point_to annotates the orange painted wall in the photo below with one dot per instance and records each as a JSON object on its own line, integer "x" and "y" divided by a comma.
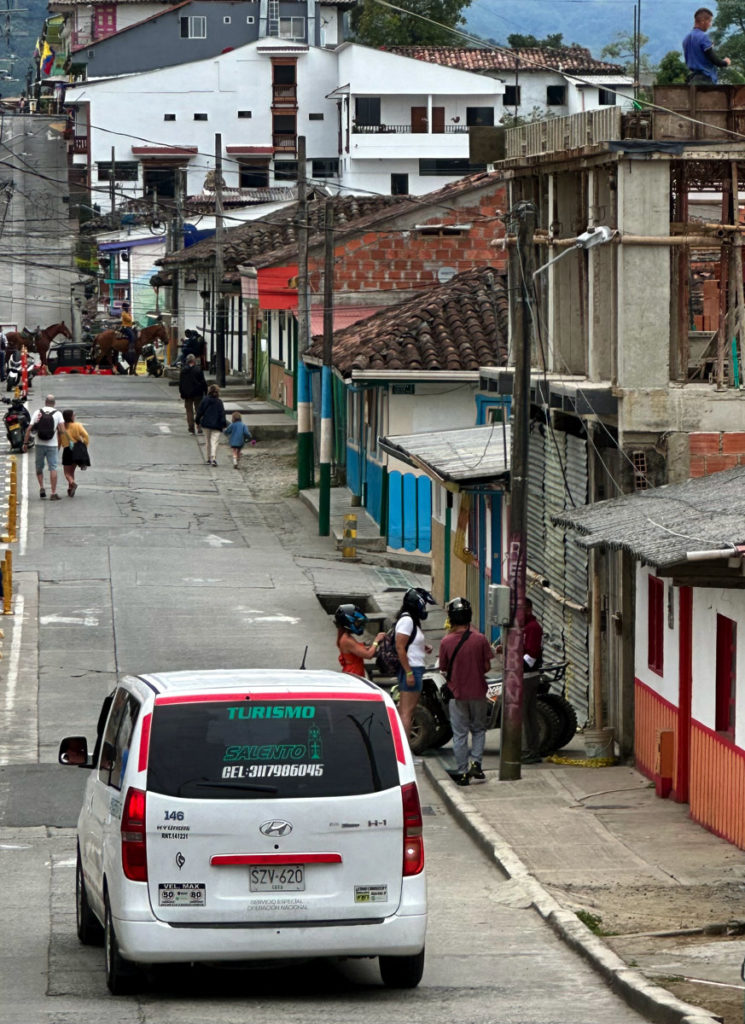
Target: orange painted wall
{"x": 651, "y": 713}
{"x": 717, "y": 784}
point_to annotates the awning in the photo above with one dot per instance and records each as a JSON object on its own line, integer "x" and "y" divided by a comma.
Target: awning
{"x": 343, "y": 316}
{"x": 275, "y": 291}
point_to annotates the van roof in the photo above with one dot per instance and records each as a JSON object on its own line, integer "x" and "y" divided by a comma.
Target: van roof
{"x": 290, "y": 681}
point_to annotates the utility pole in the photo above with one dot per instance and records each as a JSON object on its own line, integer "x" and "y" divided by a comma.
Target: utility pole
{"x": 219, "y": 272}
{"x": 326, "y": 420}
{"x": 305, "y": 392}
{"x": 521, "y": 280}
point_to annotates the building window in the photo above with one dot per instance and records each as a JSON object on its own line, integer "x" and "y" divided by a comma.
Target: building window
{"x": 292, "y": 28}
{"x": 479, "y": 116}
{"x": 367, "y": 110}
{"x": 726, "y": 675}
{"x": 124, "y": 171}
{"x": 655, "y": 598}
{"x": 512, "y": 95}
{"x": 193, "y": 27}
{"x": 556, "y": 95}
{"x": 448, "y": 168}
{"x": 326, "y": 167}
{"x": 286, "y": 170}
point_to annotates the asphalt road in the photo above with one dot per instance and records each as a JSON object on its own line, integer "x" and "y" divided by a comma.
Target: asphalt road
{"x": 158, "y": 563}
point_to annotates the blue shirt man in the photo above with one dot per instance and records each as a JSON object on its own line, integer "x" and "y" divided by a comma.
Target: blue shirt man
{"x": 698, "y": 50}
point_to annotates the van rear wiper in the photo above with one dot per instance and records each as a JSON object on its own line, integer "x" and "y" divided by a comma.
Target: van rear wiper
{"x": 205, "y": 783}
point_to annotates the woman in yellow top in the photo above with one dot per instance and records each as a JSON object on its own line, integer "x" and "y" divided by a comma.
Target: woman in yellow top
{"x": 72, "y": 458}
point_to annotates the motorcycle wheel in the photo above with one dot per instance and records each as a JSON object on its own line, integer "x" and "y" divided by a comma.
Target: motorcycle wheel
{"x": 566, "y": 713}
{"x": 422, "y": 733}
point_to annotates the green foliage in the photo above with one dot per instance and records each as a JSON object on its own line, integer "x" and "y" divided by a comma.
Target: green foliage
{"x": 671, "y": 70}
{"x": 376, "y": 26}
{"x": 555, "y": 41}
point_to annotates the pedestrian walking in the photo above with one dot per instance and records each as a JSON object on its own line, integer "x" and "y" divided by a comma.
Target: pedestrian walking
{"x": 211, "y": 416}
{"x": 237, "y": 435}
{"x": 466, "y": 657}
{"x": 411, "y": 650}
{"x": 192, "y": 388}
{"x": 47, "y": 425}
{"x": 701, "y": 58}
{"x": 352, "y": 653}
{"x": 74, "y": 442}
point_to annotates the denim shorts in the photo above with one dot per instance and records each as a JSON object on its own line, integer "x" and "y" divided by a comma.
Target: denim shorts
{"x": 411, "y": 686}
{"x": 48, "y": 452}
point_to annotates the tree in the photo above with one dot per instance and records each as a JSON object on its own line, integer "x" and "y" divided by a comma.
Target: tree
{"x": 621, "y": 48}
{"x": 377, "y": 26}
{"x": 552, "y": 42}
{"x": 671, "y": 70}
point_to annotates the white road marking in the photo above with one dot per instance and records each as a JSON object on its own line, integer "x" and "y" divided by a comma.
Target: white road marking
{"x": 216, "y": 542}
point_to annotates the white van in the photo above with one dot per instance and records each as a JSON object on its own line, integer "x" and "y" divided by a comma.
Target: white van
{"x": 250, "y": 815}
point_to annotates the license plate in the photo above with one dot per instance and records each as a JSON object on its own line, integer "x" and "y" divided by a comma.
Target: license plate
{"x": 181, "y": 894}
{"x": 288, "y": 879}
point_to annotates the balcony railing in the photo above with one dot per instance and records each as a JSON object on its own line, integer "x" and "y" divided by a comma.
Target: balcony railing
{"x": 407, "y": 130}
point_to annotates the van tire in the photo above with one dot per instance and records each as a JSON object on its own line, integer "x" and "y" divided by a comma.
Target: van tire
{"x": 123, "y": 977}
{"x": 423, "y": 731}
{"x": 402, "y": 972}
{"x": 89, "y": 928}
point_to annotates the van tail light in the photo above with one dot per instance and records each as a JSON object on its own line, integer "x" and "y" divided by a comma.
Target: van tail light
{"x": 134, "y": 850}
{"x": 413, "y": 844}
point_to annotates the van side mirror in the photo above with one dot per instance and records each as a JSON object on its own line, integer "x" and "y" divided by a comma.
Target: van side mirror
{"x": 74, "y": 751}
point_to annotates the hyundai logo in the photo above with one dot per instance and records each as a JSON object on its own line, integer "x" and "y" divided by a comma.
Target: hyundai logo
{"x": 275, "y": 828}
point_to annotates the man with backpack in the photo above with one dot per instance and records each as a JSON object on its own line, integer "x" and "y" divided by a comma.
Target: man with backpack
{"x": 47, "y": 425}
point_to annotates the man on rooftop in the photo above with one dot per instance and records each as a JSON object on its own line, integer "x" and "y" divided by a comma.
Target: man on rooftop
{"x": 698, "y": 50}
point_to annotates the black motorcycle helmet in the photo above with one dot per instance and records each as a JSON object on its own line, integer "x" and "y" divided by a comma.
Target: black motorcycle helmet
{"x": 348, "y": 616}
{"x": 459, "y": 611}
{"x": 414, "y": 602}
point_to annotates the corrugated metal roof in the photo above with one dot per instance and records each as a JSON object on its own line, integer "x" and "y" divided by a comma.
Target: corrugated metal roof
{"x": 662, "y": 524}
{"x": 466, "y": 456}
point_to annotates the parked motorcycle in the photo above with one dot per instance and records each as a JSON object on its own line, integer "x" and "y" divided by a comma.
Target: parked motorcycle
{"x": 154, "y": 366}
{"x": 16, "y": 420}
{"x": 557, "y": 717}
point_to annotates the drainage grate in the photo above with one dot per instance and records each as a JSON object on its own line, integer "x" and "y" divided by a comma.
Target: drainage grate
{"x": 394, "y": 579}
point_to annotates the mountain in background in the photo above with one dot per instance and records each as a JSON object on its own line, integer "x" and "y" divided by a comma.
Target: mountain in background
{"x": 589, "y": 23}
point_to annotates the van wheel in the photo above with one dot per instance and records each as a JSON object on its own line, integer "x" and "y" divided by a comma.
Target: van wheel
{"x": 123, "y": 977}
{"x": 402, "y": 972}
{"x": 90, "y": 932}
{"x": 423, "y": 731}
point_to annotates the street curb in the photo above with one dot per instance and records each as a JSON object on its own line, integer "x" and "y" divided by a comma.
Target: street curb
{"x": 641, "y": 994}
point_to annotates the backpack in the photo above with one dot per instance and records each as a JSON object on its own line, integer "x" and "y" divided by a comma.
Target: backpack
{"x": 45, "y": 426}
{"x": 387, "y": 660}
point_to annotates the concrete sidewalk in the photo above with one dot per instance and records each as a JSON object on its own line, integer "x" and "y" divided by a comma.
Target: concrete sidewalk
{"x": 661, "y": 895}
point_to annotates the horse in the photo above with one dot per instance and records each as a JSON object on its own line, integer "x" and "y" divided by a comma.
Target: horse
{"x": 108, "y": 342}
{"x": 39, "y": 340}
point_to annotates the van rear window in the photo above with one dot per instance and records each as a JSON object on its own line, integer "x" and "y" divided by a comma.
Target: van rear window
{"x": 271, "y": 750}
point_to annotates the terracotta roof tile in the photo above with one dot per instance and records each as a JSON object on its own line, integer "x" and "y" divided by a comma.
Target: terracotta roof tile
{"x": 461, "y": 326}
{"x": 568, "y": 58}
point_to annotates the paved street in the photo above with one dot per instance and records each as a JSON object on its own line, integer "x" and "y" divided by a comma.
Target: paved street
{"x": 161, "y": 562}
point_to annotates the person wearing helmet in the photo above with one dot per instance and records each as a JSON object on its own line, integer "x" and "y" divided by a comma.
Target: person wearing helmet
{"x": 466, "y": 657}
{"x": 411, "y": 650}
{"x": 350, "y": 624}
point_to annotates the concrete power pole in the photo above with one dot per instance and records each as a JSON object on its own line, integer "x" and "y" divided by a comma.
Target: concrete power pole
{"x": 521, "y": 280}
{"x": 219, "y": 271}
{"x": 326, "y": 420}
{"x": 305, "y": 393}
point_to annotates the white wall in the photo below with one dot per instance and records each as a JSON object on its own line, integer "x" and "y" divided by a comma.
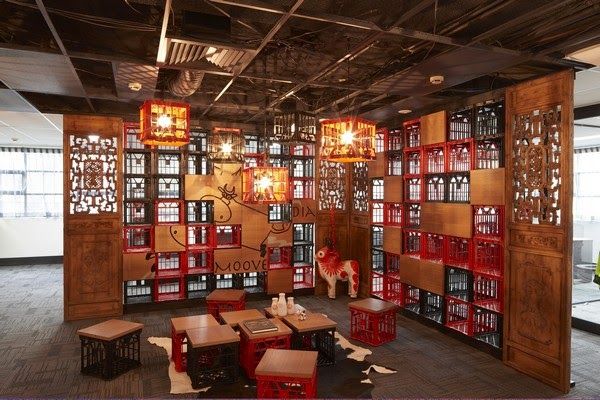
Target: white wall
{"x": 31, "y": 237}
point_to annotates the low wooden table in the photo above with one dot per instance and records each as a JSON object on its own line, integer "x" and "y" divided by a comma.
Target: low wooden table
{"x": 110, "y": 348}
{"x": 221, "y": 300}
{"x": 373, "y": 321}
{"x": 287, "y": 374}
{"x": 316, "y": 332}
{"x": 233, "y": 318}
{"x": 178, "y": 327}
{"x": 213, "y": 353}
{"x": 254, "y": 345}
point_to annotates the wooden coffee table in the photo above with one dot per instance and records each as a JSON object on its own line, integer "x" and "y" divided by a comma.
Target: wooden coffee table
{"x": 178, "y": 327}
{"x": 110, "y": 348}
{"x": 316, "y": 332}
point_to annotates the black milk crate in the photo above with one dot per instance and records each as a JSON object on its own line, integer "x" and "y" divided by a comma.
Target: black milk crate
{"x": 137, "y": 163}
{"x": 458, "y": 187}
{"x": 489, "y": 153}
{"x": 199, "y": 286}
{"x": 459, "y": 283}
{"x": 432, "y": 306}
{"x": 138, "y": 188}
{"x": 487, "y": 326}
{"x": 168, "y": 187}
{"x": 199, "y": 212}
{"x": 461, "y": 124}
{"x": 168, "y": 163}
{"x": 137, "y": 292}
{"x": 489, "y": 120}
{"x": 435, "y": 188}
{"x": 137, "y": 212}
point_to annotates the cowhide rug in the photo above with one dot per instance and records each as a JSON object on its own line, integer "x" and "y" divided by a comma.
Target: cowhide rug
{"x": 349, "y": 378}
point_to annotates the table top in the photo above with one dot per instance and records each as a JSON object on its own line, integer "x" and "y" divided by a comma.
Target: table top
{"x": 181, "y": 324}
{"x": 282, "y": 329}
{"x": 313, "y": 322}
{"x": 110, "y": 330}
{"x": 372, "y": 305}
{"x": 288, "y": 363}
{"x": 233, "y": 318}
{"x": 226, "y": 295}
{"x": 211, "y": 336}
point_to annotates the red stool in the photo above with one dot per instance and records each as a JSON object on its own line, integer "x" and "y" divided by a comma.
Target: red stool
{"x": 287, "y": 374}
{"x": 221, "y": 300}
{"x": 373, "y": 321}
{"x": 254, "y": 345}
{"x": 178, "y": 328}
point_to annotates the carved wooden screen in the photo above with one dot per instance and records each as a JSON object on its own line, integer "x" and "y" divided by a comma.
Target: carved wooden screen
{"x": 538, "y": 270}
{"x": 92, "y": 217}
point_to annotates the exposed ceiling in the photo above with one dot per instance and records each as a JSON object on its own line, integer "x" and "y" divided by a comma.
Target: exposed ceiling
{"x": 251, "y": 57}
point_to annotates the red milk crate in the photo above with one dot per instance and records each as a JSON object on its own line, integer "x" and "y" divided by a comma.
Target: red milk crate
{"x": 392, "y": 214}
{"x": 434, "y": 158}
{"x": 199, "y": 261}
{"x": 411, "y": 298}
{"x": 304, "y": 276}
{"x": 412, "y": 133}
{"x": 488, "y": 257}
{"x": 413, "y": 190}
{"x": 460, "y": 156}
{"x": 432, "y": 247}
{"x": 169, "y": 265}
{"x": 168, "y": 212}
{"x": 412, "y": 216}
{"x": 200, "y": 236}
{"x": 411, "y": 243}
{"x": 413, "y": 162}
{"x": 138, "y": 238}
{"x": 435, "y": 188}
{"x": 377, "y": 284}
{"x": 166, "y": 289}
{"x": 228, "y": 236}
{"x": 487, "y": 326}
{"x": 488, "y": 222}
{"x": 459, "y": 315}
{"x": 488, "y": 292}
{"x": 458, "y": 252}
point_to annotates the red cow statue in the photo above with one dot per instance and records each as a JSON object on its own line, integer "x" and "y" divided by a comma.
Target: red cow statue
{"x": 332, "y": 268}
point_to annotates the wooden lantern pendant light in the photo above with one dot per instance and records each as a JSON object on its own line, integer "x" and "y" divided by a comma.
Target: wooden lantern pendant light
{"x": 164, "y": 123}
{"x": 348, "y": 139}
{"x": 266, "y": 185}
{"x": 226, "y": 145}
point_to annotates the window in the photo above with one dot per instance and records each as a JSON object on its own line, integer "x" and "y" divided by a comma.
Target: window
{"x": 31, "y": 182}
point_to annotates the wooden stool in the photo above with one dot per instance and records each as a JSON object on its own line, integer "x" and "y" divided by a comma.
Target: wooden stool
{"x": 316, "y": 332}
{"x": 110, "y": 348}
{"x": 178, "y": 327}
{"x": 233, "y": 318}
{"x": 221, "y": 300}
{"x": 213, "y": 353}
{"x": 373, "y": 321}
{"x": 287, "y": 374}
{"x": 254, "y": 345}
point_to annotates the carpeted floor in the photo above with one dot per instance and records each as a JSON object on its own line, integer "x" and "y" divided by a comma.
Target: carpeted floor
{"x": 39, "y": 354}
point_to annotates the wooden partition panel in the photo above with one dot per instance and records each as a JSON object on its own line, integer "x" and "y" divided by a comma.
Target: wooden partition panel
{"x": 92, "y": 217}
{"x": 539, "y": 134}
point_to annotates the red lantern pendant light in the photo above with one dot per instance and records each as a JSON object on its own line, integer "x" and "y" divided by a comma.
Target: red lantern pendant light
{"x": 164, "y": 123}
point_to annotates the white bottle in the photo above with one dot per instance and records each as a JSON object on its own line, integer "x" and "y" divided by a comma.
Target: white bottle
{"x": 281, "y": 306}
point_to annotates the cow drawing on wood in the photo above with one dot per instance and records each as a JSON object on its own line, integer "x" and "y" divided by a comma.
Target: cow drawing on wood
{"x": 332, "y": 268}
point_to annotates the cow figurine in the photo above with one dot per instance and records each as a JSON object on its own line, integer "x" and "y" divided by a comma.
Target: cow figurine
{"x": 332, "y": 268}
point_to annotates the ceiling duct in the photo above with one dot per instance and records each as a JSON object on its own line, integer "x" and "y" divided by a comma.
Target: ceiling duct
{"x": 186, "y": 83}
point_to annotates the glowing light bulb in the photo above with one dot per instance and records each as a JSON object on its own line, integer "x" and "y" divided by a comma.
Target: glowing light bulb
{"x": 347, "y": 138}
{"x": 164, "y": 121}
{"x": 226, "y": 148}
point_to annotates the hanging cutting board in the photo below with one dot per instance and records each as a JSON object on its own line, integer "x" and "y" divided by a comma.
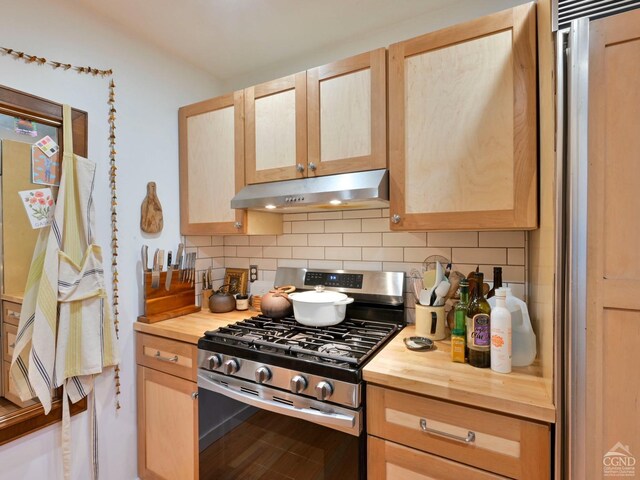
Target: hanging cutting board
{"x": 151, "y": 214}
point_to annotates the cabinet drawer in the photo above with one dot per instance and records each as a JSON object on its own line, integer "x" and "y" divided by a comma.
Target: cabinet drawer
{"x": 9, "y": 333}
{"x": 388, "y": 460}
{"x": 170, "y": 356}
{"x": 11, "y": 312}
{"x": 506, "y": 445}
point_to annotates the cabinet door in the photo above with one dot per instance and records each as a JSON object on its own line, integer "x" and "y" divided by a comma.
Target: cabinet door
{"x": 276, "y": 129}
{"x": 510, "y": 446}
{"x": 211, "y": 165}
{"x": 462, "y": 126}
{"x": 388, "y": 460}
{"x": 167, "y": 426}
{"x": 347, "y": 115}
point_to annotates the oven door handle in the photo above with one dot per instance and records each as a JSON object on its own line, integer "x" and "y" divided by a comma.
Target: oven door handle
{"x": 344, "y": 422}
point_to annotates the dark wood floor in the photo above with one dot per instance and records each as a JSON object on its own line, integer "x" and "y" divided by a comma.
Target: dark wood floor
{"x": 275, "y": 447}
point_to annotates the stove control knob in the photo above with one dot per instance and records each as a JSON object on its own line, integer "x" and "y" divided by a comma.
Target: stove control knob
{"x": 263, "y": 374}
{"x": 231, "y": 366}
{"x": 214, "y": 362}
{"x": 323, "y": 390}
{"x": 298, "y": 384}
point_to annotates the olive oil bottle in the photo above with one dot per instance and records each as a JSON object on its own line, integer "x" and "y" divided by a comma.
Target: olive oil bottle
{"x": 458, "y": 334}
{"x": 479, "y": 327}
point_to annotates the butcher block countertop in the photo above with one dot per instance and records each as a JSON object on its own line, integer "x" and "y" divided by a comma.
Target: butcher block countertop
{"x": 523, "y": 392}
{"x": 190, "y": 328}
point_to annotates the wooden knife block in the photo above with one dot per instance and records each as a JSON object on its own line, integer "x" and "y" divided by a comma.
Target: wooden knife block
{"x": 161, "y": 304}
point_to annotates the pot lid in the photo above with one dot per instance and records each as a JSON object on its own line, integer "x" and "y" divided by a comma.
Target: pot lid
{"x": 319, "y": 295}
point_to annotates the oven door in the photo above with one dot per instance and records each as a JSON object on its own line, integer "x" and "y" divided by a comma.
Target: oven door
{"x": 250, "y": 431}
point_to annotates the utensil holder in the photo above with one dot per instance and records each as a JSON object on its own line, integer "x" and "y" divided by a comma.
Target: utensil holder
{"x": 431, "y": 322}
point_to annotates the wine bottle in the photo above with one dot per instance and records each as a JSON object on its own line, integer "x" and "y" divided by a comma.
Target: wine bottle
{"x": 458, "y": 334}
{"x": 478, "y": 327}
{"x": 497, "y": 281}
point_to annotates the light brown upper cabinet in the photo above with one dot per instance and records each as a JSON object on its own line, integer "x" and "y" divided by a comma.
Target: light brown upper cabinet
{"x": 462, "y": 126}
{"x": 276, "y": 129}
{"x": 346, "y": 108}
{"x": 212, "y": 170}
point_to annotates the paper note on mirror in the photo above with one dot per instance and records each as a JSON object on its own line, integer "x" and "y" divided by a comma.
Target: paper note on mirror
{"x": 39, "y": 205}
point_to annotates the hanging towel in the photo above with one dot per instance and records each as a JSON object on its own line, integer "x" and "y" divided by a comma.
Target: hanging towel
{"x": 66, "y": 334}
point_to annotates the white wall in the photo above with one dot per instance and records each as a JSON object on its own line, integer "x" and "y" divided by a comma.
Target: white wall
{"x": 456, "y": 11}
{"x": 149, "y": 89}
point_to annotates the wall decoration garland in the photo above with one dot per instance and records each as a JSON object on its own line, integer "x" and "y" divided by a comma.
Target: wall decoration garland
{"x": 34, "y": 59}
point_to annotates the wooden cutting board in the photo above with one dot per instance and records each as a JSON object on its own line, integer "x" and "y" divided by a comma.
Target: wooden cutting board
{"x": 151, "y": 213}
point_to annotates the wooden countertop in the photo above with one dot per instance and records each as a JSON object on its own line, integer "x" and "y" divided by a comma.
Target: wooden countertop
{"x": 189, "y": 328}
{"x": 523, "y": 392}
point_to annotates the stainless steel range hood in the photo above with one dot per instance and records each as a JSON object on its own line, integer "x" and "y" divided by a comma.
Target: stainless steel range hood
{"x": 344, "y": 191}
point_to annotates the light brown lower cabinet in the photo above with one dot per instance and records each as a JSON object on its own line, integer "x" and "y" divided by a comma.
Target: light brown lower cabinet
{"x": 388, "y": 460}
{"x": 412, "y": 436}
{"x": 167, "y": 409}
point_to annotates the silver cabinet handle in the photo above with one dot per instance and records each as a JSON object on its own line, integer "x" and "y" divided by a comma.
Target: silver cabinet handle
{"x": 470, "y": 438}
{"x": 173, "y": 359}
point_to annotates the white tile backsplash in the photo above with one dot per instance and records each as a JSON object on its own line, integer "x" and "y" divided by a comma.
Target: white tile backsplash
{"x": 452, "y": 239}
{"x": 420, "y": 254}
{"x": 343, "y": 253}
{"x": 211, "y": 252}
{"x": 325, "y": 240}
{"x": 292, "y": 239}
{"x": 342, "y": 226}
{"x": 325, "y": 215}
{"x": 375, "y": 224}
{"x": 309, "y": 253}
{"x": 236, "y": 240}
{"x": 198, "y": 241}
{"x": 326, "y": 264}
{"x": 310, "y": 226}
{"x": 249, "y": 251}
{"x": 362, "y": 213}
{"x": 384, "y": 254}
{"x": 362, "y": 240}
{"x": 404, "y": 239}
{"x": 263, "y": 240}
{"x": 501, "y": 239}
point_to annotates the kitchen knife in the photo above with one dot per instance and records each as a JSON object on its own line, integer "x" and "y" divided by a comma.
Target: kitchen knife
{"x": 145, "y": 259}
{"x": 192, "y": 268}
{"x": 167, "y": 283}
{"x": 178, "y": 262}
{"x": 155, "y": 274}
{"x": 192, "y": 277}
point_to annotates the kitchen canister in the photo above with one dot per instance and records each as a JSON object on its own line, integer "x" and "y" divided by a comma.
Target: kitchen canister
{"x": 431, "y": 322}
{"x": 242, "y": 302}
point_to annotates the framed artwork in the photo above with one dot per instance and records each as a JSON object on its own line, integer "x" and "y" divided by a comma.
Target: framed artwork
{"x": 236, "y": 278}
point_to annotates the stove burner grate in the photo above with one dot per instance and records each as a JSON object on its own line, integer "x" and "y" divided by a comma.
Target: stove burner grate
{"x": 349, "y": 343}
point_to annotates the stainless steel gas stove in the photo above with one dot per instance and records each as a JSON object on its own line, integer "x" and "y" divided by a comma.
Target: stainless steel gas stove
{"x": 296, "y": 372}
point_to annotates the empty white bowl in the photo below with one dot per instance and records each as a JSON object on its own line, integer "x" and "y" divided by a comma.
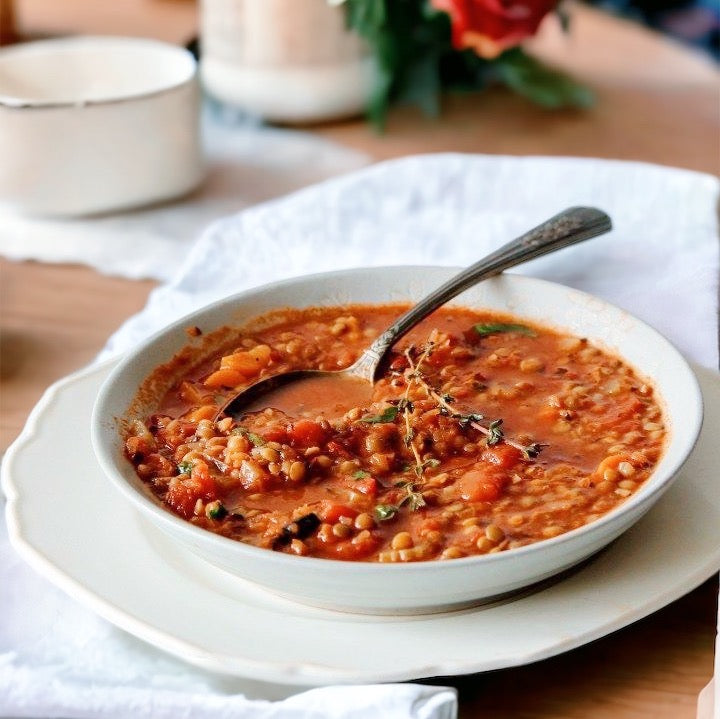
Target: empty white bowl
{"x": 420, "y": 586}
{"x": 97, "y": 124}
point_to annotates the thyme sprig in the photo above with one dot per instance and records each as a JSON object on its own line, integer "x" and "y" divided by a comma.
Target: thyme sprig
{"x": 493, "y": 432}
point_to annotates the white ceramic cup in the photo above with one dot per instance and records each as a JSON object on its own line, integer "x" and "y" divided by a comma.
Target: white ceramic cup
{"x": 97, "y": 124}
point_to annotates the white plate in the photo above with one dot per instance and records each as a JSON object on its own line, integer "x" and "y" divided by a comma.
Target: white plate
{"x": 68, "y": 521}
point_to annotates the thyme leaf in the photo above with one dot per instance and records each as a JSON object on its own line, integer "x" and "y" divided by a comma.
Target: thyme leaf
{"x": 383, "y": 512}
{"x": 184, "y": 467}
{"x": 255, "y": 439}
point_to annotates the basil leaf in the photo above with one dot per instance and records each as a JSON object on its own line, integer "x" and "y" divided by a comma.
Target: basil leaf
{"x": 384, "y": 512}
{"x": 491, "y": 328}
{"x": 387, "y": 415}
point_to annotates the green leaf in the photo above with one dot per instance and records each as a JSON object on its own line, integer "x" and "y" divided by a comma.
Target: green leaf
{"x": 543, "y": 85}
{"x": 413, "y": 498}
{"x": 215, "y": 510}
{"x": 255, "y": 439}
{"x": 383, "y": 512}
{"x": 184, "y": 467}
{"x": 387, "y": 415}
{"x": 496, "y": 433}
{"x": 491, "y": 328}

**WORK INSTRUCTIONS**
Using the material above, reproduce exactly the line that contains "point_to annotates the basil" and all lines after it through the last one, and only those.

**RIGHT ANSWER**
point_to annotates the basil leaf in the photo above with one dot per instance and records each as a JSON object on its own line, integer "x" and "y" divided by a comma.
Target: basil leaf
{"x": 384, "y": 512}
{"x": 491, "y": 328}
{"x": 387, "y": 415}
point_to annotates the green leaf in the photo above with one dot per instance and records each as a JSON object on its own line, integer "x" and "y" divided by a comma.
Target: green leaf
{"x": 543, "y": 85}
{"x": 413, "y": 498}
{"x": 215, "y": 510}
{"x": 255, "y": 439}
{"x": 383, "y": 512}
{"x": 184, "y": 467}
{"x": 387, "y": 415}
{"x": 496, "y": 433}
{"x": 491, "y": 328}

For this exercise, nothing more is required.